- Work order -
Only the lines below from the one containing "target | black outboard motor" to the one containing "target | power line" should be repeated, both included and unchanged.

Natural-language object grounding data:
•••••
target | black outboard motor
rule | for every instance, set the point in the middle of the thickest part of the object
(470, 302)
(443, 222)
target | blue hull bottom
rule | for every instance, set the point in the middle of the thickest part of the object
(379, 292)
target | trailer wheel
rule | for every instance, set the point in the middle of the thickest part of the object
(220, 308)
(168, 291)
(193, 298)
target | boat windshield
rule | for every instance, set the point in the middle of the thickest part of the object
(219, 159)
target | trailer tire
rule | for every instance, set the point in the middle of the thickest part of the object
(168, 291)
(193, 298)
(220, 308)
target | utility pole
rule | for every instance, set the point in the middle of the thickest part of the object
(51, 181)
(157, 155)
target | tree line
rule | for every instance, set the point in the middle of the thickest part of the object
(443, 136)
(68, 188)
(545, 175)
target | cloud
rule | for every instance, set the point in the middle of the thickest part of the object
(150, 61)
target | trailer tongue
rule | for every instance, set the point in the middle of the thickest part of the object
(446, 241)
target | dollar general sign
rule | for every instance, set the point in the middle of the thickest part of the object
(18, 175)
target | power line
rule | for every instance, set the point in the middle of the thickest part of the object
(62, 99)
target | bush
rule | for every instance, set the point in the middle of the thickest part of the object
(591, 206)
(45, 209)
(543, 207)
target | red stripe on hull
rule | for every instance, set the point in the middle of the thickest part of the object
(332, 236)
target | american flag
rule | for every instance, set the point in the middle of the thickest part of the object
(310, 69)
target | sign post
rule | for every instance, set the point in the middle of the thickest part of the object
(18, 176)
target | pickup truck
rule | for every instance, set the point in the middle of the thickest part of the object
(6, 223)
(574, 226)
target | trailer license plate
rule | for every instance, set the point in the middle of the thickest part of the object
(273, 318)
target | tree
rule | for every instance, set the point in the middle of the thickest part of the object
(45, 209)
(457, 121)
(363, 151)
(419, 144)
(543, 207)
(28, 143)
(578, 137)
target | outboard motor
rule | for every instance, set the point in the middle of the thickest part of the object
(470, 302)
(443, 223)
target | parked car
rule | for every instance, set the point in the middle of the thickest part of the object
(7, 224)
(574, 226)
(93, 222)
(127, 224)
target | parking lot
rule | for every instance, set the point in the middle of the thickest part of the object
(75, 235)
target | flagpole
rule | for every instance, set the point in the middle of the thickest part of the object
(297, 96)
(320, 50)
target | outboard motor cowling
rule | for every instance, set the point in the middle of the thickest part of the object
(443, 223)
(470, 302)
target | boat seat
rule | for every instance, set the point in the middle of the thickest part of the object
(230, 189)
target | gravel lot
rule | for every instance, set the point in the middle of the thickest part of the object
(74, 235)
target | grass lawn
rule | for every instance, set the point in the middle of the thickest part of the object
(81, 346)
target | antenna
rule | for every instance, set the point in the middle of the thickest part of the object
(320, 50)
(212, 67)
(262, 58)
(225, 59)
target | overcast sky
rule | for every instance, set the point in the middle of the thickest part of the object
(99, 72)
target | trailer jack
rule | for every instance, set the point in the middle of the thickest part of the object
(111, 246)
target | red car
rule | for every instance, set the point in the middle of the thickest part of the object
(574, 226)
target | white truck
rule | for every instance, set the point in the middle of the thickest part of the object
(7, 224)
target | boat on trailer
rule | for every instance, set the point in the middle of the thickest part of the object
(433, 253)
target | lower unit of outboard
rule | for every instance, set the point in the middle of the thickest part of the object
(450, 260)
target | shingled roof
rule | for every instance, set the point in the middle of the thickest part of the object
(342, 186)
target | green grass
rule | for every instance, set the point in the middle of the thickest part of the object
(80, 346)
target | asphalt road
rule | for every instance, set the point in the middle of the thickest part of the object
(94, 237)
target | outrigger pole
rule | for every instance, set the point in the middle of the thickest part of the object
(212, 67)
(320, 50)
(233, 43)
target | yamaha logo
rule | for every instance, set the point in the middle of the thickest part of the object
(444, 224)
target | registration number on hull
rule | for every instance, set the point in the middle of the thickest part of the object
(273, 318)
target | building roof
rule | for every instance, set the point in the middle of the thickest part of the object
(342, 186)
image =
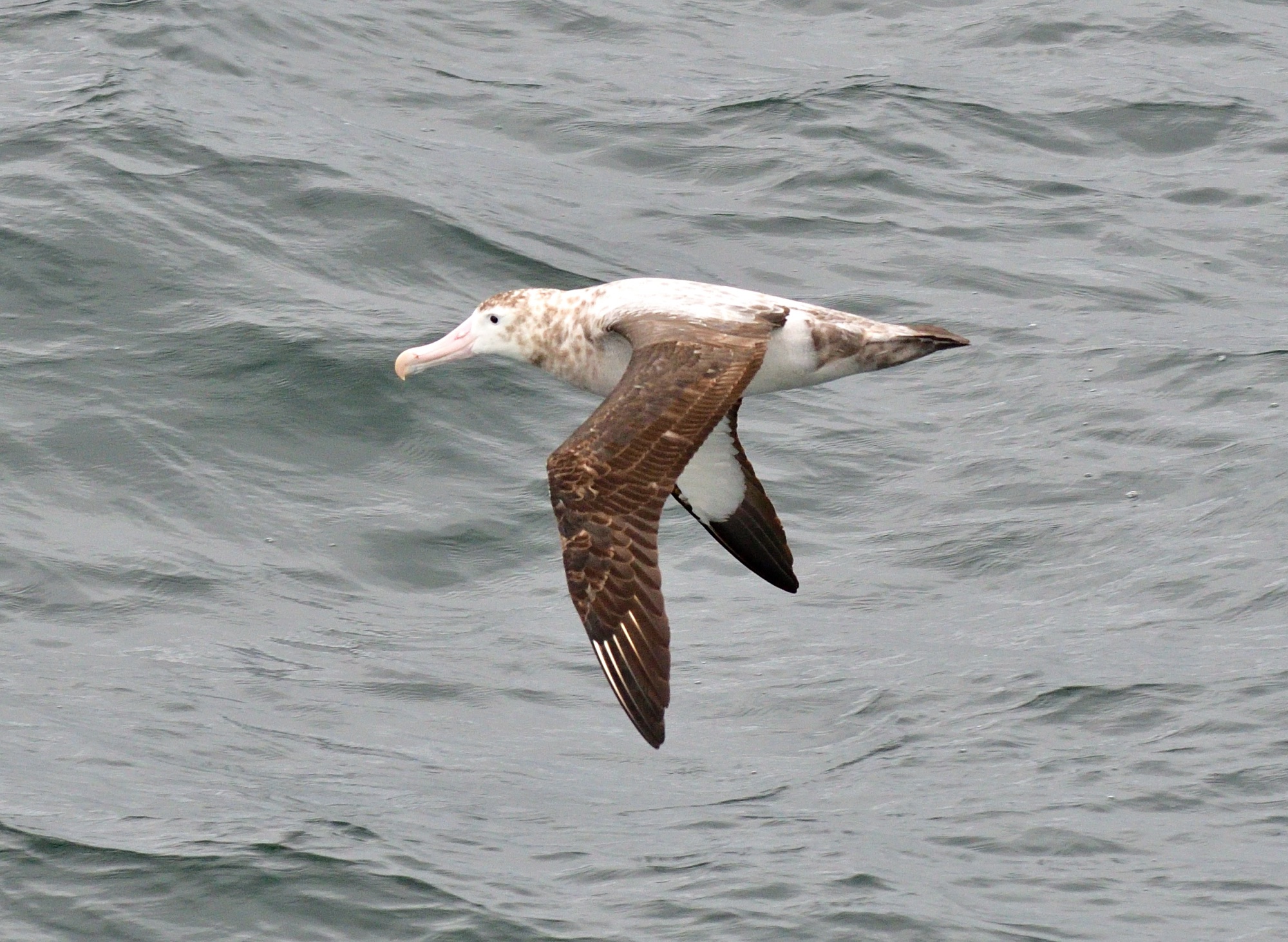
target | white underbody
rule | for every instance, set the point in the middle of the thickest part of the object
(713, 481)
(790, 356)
•••••
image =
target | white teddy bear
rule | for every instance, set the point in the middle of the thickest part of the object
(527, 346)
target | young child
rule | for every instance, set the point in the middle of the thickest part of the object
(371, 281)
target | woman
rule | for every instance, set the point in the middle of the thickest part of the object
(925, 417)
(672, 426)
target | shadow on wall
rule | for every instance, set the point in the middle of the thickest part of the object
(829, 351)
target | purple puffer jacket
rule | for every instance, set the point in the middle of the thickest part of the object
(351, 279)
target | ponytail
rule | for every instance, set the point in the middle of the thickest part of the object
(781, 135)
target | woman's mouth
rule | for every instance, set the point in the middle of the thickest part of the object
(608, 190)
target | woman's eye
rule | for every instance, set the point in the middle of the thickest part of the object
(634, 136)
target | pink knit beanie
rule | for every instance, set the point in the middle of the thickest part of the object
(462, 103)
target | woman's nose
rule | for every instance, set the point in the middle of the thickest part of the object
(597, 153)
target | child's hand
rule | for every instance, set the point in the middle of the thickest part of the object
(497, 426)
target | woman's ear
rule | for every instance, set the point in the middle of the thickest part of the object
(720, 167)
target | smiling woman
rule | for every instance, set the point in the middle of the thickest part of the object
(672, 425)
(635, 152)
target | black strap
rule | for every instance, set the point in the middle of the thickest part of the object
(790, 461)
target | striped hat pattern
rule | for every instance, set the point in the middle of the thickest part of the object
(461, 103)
•••••
- Solution below -
target | black outboard motor
rule | for every instance, set the point in the middle of the thickest part of the object
(470, 302)
(443, 222)
target | blue hull bottom
rule | for every instance, set the point in the middle of the thickest part of the object
(379, 292)
target | trailer wheel
rule | for every instance, set the point in the middle of the thickest part of the object
(220, 308)
(168, 291)
(193, 298)
target | boat windshield
rule | for every instance, set the point in the middle of the thickest part of the object
(219, 159)
target | trailer tire
rule | for every instance, set the point in the middle of the thickest part of the object
(168, 291)
(193, 298)
(220, 308)
target | utility pole
rule | for every instance, set the point in the middle of the thickest part of the object
(51, 181)
(157, 155)
target | tree line
rule | for every instance, set the point in the middle of the thickest part of the object
(443, 136)
(68, 188)
(545, 175)
target | cloud
rule | for every instance, set the point in the middle of the thickest part of the object
(150, 61)
target | trailer tongue
rule | for every instance, set the point in the middle of the thickest part of the object
(446, 241)
target | dollar general sign
rule | for every instance, set the point in the middle of the thickest part of the object
(18, 175)
target | power line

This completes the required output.